** start **

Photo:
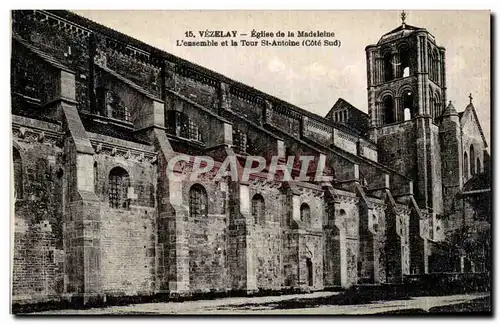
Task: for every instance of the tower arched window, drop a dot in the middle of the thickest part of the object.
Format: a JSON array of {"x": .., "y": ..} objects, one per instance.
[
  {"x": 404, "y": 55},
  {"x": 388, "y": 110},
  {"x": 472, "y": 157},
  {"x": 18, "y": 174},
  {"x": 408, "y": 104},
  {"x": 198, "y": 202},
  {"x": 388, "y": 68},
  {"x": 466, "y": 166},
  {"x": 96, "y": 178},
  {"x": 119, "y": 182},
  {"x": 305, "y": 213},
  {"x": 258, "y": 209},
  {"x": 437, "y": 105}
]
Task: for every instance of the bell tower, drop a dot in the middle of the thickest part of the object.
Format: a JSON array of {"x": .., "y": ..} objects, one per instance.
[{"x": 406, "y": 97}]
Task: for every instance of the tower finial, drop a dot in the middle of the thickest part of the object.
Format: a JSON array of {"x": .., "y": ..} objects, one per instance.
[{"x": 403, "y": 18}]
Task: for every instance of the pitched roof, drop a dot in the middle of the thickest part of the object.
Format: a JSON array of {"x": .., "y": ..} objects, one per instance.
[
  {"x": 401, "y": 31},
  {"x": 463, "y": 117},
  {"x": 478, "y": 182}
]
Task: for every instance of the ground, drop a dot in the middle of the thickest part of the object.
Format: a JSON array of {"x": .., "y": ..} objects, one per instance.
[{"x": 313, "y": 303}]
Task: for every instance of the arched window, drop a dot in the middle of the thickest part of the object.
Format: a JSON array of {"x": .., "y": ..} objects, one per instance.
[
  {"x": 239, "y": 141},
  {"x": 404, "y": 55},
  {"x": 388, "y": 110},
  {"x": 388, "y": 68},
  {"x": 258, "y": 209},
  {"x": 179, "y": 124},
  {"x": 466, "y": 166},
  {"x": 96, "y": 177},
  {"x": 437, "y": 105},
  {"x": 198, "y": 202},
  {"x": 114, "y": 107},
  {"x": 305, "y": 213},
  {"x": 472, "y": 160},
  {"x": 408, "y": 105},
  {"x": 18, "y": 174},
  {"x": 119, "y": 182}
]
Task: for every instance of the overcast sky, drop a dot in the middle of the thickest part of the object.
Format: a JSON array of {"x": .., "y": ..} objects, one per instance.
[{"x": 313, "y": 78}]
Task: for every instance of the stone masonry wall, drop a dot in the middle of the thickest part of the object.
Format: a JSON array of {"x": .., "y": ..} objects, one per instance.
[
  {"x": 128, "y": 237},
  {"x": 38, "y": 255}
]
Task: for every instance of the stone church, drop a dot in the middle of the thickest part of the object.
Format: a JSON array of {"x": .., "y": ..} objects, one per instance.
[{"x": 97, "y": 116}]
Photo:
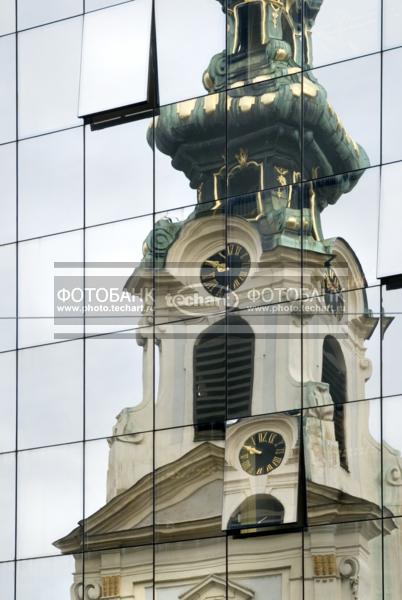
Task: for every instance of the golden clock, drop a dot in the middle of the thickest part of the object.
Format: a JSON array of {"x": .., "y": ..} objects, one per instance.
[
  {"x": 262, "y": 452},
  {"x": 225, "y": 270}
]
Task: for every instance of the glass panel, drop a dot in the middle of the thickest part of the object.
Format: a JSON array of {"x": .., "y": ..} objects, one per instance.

** end **

WHAT THE TASK REQUIRES.
Copy the data above line for line, leaving out the pictures.

ANSWER TO THE EXERCISE.
Photo:
Task: for every instance of the tower arched window, drop a dot in the middle of the thickest part of the object.
Format: a JSON array of {"x": .., "y": ..} objects, one per instance.
[
  {"x": 404, "y": 55},
  {"x": 388, "y": 110},
  {"x": 472, "y": 157},
  {"x": 18, "y": 174},
  {"x": 408, "y": 104},
  {"x": 198, "y": 202},
  {"x": 388, "y": 68},
  {"x": 466, "y": 166},
  {"x": 96, "y": 178},
  {"x": 119, "y": 182},
  {"x": 305, "y": 213},
  {"x": 258, "y": 209},
  {"x": 437, "y": 105}
]
Task: for every instance of the bell tower, drop a dot in the middle of the thickest part of the object.
Format: a JSON array of {"x": .., "y": ..} objects, one per instance.
[{"x": 406, "y": 97}]
Task: for every instance of the tower finial, drop a dot in the middle of the thickest part of the object.
Format: a JSON array of {"x": .., "y": ..} objects, one per instance.
[{"x": 403, "y": 18}]
Task: for every instance of the pitched roof, drop a dot in the middle of the thickest part of the object.
Format: a JSON array of {"x": .., "y": ..} objects, one per instance.
[
  {"x": 401, "y": 31},
  {"x": 463, "y": 117},
  {"x": 478, "y": 182}
]
Task: for every instance of the ground, drop a dot in the middle of the thickest part of the object.
Format: a JSON array of {"x": .., "y": ..} objects, one per instance.
[{"x": 313, "y": 303}]
Task: for every instance of the arched window, drop a dot in the middle of the thickest part of the object.
Format: a JSON array of {"x": .., "y": ..} objects, one per instance.
[
  {"x": 239, "y": 141},
  {"x": 404, "y": 55},
  {"x": 388, "y": 110},
  {"x": 388, "y": 68},
  {"x": 258, "y": 209},
  {"x": 179, "y": 124},
  {"x": 466, "y": 166},
  {"x": 96, "y": 177},
  {"x": 437, "y": 105},
  {"x": 198, "y": 202},
  {"x": 114, "y": 107},
  {"x": 305, "y": 213},
  {"x": 472, "y": 160},
  {"x": 408, "y": 105},
  {"x": 18, "y": 174},
  {"x": 119, "y": 182}
]
Task: for every instance of the overcast sky, drop a dot in the middle of the thickest part of the object.
Format: a JSON array of {"x": .., "y": ..} objects, one per instance.
[{"x": 313, "y": 78}]
Task: for every instance of the stone masonry wall, drop a dot in the middle of the thickest part of the object.
Format: a JSON array of {"x": .., "y": ..} objects, one per instance.
[
  {"x": 128, "y": 237},
  {"x": 38, "y": 255}
]
Task: for every instance of the stone church, drop a dot in the middle of the thickest part of the object.
Format: a JSON array of {"x": .., "y": ..} objects, one per instance.
[{"x": 97, "y": 116}]
Photo:
Task: for every instance of the golden clock, drop a dot in the middle of the thickest part of the object.
Format: a JSON array of {"x": .., "y": ..} objects, one per instance.
[
  {"x": 262, "y": 452},
  {"x": 225, "y": 270}
]
Task: for every instance of the glass panel, drop a dot in the middle of the thickest part of the object.
Format: a JSON array of {"x": .., "y": ..} objects, one per instance.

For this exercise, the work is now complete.